Exercise brief: In every entry below, swap "set one pin" for "place one point" and reproduce the lines with nothing else altered.
· · ·
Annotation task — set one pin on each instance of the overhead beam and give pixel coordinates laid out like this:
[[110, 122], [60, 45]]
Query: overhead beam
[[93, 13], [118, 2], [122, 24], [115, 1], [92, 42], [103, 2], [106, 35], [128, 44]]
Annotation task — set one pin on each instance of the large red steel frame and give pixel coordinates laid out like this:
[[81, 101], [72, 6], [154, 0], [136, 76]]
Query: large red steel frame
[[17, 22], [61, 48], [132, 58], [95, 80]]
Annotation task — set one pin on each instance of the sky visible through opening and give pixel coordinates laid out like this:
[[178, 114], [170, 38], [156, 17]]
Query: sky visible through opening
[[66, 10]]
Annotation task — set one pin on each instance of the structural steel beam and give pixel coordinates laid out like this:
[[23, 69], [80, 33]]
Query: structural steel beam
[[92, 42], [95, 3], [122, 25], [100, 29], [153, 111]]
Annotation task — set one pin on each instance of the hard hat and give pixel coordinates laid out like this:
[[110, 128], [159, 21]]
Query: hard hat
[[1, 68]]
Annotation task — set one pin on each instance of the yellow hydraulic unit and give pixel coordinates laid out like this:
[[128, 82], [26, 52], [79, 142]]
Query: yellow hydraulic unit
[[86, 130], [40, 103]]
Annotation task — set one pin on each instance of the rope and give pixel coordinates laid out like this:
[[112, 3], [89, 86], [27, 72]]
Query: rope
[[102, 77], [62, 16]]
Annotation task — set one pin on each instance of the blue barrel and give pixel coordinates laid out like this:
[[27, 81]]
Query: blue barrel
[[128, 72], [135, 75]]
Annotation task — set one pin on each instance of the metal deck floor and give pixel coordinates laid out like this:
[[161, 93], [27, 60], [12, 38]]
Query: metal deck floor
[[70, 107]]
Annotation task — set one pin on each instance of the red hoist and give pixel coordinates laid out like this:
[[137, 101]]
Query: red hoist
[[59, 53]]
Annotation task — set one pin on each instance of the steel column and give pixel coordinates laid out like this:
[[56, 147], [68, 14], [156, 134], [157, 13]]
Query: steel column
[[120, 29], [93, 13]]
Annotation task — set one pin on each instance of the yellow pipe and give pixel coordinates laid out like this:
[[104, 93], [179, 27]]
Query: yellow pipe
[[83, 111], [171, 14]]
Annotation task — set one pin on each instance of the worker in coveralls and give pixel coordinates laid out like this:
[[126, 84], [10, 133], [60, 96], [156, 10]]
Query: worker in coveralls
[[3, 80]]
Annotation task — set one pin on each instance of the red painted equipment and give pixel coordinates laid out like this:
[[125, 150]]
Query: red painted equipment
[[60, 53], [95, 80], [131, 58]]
· · ·
Result for this exercise:
Annotation task — place one point on each instance of the overhead beam and give pixel coordinates laid out like this:
[[110, 122], [60, 45]]
Query: overhead beam
[[93, 13], [118, 2], [122, 24], [115, 1], [92, 42], [103, 2], [106, 35], [128, 44]]
Annotation task — place one point on each instance of the large red steel frame and give pixel coordinates laid out like this:
[[81, 101], [72, 6], [154, 0], [136, 76]]
Query: large red steel frame
[[17, 22], [61, 48], [132, 58], [95, 80]]
Annotation task — place one point on each instance of the sky visible through opening and give pixel coordinates laid out like this:
[[178, 114], [170, 38], [156, 17]]
Query: sky visible through opening
[[66, 10]]
Annotation task — place one point on each instance of the structural steel beam and give pixel coordinates laid out like this:
[[23, 69], [80, 33]]
Query: structural steel beam
[[92, 42], [95, 3], [122, 25], [100, 29], [153, 111]]
Annotation task — place one point on each instance of the hard hat and give pixel coordinates laid out like this:
[[110, 128], [159, 21]]
Query: hard hat
[[1, 68]]
Annotation task — place one point on each instance of the yellow hydraulic unit and give pixel coordinates laid out like this:
[[128, 82], [26, 52], [79, 142]]
Query: yellow hydraulic unit
[[86, 130], [40, 103]]
Annotation task — place one point on each instance of the rope and give pixel coordinates laid out like this:
[[112, 3], [89, 86], [27, 72]]
Query: rope
[[102, 77], [62, 16]]
Annotation task — place one point on each instance of the blue barrel and give pixel coordinates laid out like this:
[[27, 81]]
Query: blue barrel
[[128, 72], [135, 75]]
Annotation task — place one point on each instance of the metal deck floor and give pixel coordinates laid out like this:
[[161, 93], [27, 60], [12, 38]]
Query: metal deck floor
[[70, 107]]
Annotation task — place one point on each instance of the red hoist and give pixel coordinates laid out like this:
[[137, 101]]
Query: red hoist
[[59, 53]]
Annotation task — place one point on each instance of the steel column and give pixel coordinates laid out like this:
[[56, 147], [68, 14], [156, 134], [157, 13]]
Query: steel column
[[120, 29], [93, 13]]
Annotation task — place one point on each instance of the yellow pipe and give pixel coordinates laid out like this:
[[104, 93], [179, 27]]
Query: yellow pipe
[[83, 111], [171, 14]]
Annotation task — place one point on each instance of the worker in coveralls and give pixel coordinates laid out like this:
[[126, 84], [10, 133], [60, 96], [156, 10]]
Query: worker in coveralls
[[3, 80]]
Annotation task — place one point on each instance of the red painted equipment and give pixel coordinates laid out like this:
[[125, 150]]
Query: red painted equipment
[[60, 53], [95, 80], [131, 58]]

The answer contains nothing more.